→ DOCUMENT PASSAGE
Why NASA Scientists Want to Send Nudes to Space
The naked truth: It’s a plan to make contact with intelligent life forms in the Milky Way
A drawing of a hydrogen atom. A map of Earth. A visual representation of DNA’s double-helix structure. Scientists hope that these and other messages, written in binary code of zeroes and ones, will resonate with extraterrestrial life forms in the Milky Way galaxy and invite them to strike up a conversation with Earthlings.
And if they don’t, maybe the nude illustrations researchers intend to transmit into space will.
Researchers from a range of institutions, including NASA’s Jet Propulsion Laboratory, recently published their proposal for communicating with aliens in the open-source scientific repository Arxiv.
Though the decision to include pixelated drawings of naked humans in the mix may seem odd at first blush, researchers have good reason to include them, reasoning that aliens would, naturally, want to know what humans look like.
The page containing the two human figures “can easily be considered one of the most important parts of the message,” the scientists write, adding that the physical depiction “would certainly be of compelling interest.”

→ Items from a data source
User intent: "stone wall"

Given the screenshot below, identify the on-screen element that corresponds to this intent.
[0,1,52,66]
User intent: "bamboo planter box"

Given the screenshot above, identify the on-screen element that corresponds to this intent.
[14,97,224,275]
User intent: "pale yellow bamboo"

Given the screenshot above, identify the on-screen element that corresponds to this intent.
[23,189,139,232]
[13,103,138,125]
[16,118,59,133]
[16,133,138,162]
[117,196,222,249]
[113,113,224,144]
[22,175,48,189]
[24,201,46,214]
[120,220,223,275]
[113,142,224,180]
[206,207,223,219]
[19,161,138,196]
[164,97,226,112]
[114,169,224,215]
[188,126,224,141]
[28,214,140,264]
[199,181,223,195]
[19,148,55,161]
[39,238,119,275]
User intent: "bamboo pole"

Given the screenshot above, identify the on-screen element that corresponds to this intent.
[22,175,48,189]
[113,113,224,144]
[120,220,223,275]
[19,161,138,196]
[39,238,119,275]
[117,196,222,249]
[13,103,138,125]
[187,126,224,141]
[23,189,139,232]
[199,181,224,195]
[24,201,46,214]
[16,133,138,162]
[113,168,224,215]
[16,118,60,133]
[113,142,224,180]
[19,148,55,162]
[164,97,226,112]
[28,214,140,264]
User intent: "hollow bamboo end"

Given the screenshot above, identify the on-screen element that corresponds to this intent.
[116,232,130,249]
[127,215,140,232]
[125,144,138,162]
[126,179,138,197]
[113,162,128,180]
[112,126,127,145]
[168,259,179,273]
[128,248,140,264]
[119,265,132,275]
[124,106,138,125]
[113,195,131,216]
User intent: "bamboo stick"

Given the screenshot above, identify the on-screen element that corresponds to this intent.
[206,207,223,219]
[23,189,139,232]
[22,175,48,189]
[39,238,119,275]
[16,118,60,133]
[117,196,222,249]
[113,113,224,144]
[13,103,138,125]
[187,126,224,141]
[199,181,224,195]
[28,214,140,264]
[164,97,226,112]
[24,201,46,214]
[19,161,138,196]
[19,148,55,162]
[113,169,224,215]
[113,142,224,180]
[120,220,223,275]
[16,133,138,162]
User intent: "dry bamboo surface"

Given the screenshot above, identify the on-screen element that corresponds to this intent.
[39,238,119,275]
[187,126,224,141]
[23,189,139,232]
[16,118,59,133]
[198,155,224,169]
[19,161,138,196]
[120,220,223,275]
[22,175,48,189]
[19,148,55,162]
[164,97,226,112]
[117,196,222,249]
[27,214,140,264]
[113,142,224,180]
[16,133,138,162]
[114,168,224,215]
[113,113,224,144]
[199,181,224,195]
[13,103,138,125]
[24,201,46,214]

→ WHAT YOU SHOULD DO
From the article above about sending nude drawings into space, print word for word the passage that begins with the words containing "And if they" and ends with "humans look like.".

→ RESPONSE TO THE TASK
And if they don’t, maybe the nude illustrations researchers intend to transmit into space will.
Researchers from a range of institutions, including NASA’s Jet Propulsion Laboratory, recently published their proposal for communicating with aliens in the open-source scientific repository Arxiv.
Though the decision to include pixelated drawings of naked humans in the mix may seem odd at first blush, researchers have good reason to include them, reasoning that aliens would, naturally, want to know what humans look like.